> Reading passage
Mental Health

Brain Can Learn to be Compassionate, Study Reports

By Cheri Cheng | Update Date: May 23, 2013 11:43 AM EDT

Compassion is an emotion that is linked to empathy and altruism. People who are generally less compassionate exhibit behaviors that could be considered cold and unsympathetic. In a new study, researchers aimed to answer the question of whether or not compassion could be taught. The researchers from the Center for Investigating Healthy Minds at the Waisman Center of the University of Wisconsin-Madison discovered that the brain is capable of learning how to be more compassionate.

"Our fundamental question was, 'Can compassion be trained and learned in adults? Can we become more caring if we practice that mindset?" Helen Weng, the study's lead author and a graduate student in clinical psychology, said. "Our evidence points to yes."

The research team recruited young adults and trained some of them in compassionate meditation, which is an ancient Buddhist technique that helps people learn how to care for others that are suffering. The other group that acted as the control group was trained in cognitive reappraisal, which trained the brain to avoid negative thoughts. The Buddhist technique requires the individual to remember a time when someone they knew was suffering, and in that situation, the individual was required to want and wish that the other person found relief. The people trained in this technique were first required to envision a loved one suffering, then a friend, a stranger, and finally, someone they disliked. They repeated phrases, such as 'may you have joy and ease,' to improve their feelings of compassion.

The two groups were placed in a setting where the researchers could measure whether or not compassion led to more altruistic behaviors. The participants played a game that would require them to spend their own money for another person in need. The individual was able to decide whether or not he/she wanted to share money after watching a dictator player share an unfair amount with a victim player. The game, titled the Redistribution game" took place on a computer.  

"We found that people trained in compassion were more likely to spend their own money altruistically to help someone who was treated unfairly than those were trained in cognitive reappraisal," Weng said, reported by Medical Xpress. "People seem to become more sensitive to other people's suffering, but this is challenging emotionally. They learn to regulate their emotions so that they approach people's suffering with caring and wanting to help rather than turning away."

The researchers measured brain responses with functional magnetic resonance imaging (fMRI) before and after the training. During the imaging process, the participants were presented with images of human suffering. The researchers discovered that people who became more altruistic after the training also had more brain changes, specifically in the inferior parietal cortex, which is a part of the brain that is responsible for empathy.

The findings were published in Psychological Science.

> Referring expression pointing data
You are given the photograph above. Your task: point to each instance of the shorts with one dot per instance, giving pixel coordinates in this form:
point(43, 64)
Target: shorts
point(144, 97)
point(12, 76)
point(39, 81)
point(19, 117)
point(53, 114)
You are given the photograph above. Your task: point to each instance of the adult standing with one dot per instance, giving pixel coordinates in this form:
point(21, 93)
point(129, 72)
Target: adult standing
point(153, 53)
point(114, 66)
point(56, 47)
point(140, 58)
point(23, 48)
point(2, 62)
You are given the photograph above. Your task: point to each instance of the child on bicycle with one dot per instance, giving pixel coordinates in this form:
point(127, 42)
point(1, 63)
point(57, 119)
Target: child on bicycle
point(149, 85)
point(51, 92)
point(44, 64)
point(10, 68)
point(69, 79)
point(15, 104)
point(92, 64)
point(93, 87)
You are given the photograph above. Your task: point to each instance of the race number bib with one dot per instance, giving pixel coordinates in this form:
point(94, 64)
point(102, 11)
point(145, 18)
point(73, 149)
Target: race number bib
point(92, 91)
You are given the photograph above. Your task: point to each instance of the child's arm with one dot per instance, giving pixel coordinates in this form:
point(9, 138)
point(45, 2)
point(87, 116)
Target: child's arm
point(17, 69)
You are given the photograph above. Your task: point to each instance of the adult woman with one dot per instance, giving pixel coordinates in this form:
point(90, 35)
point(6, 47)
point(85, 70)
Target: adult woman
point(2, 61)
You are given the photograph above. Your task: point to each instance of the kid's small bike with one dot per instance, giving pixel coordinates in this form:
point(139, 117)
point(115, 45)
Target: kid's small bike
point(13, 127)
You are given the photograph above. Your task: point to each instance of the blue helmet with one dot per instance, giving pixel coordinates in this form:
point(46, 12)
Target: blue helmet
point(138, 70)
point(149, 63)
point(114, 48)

> What you should do
Please list, in order, the people that participants trained in compassionate meditation were asked to envision suffering, according to the article on compassion training. The records are separate material and have no connection to the article on compassion training.

> Written solution
1. A loved one
2. A friend
3. A stranger
4. Someone they disliked